━━━ SUPPLIED DATA
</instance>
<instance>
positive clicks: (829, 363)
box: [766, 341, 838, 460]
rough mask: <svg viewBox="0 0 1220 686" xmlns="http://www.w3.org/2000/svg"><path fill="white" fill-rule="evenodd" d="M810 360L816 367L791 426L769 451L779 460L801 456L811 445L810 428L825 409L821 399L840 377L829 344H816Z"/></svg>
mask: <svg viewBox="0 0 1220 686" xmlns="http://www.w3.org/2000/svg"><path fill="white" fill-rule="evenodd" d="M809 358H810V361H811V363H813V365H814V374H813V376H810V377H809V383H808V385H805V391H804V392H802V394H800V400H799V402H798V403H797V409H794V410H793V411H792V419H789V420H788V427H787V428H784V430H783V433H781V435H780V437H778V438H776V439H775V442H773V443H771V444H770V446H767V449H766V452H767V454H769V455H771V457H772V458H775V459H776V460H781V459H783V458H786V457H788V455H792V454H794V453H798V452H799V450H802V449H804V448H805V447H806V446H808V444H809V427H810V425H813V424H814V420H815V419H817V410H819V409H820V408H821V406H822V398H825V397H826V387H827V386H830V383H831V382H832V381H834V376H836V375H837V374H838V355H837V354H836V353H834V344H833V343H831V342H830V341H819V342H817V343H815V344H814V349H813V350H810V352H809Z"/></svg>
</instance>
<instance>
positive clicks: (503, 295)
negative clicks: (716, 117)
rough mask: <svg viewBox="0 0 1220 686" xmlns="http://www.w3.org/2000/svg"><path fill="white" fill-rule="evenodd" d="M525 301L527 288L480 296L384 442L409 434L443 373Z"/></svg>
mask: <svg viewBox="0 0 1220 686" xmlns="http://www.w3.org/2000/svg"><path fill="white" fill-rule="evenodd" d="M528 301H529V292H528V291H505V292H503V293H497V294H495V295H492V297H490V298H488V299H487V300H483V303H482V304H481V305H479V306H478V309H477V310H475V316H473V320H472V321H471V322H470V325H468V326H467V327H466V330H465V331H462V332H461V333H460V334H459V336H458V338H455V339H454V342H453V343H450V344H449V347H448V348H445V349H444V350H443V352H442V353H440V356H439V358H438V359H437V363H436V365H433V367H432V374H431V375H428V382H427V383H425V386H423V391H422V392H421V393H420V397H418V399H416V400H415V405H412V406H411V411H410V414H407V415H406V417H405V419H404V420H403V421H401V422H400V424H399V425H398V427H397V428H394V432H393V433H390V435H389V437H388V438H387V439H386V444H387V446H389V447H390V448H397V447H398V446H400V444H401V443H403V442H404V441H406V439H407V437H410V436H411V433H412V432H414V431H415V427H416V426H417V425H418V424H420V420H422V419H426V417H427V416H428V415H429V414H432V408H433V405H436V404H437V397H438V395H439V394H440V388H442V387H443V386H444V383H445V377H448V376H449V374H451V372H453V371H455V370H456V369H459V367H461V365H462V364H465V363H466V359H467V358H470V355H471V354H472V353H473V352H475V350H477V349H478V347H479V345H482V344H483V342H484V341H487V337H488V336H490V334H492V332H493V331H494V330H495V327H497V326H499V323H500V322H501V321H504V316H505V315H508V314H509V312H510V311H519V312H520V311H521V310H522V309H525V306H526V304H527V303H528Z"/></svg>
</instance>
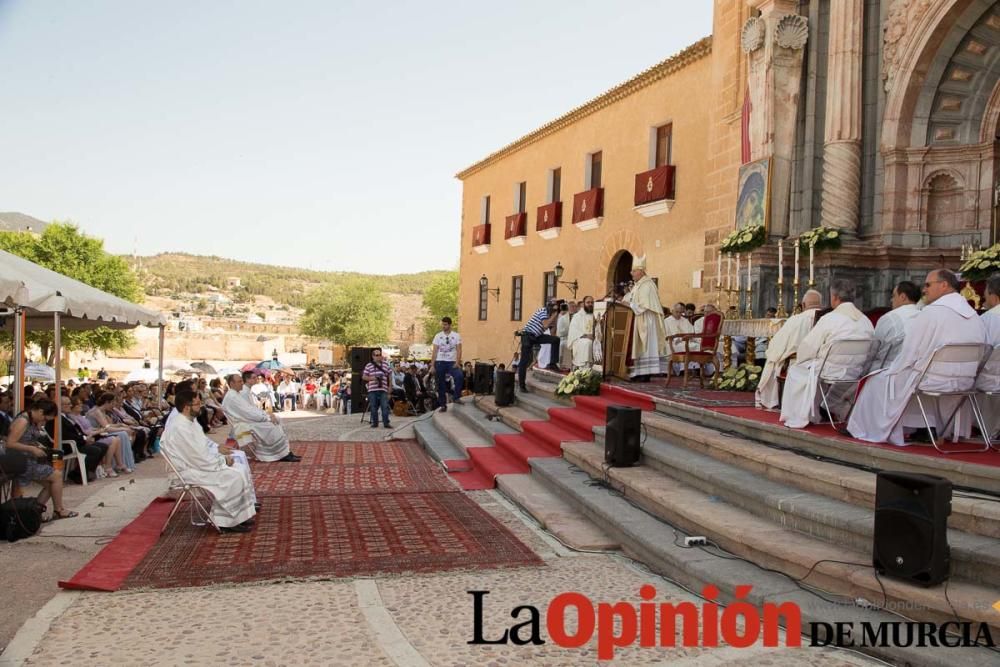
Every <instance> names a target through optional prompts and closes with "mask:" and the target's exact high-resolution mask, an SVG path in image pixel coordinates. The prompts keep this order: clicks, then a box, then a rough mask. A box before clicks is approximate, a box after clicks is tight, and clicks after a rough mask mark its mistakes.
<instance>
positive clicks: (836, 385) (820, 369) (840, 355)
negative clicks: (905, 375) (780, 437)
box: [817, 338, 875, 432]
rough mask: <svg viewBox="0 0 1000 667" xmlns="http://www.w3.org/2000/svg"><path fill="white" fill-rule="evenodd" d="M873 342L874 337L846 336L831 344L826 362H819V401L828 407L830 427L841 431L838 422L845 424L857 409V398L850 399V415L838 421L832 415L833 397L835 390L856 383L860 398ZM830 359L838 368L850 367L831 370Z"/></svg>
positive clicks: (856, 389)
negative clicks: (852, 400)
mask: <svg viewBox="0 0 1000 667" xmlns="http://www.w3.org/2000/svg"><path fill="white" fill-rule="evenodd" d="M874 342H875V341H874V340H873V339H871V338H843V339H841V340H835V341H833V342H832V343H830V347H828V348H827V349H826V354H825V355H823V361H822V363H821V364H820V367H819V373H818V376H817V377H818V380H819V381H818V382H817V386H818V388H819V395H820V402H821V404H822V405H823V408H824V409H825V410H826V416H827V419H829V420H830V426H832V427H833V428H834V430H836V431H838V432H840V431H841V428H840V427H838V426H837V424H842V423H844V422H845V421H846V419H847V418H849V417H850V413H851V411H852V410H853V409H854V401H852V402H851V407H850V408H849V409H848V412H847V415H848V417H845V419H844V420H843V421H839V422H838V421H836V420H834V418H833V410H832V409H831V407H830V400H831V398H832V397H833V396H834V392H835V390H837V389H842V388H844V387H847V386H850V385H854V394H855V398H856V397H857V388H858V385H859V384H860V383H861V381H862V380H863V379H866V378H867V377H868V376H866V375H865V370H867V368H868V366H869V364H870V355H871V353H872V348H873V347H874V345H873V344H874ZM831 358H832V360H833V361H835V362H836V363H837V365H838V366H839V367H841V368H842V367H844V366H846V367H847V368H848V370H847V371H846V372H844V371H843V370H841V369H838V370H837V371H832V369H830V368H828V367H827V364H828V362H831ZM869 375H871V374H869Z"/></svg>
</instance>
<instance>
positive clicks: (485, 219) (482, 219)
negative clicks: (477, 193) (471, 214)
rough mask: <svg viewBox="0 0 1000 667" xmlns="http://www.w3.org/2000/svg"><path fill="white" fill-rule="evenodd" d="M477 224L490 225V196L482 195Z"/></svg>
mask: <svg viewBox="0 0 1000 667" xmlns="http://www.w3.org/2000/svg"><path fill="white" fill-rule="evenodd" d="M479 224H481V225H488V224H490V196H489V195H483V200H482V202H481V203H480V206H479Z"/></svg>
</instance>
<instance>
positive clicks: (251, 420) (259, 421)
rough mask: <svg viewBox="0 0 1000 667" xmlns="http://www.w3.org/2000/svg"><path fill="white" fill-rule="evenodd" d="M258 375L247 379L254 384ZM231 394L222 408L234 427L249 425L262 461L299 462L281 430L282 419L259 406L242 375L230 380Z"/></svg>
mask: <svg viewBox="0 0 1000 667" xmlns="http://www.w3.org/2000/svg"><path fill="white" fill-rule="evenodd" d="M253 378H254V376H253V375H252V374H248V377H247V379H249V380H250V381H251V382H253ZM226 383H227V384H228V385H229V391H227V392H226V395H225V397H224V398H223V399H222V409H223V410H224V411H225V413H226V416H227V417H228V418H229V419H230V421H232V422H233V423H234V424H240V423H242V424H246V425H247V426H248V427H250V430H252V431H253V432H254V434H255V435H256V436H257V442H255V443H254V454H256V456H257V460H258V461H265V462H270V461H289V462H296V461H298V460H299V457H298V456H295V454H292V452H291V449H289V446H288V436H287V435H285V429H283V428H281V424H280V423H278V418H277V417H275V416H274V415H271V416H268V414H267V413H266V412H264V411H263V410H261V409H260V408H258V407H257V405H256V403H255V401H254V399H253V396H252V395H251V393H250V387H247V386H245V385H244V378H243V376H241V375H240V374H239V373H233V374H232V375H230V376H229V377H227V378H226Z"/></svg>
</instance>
━━━━━━
- TASK DESCRIPTION
Pull every line containing "positive" out of the data above.

- ANSWER SPACE
positive clicks: (829, 363)
positive clicks: (503, 295)
positive clicks: (836, 385) (820, 369) (840, 355)
positive clicks: (856, 389)
positive clicks: (485, 219) (482, 219)
positive clicks: (251, 420) (259, 421)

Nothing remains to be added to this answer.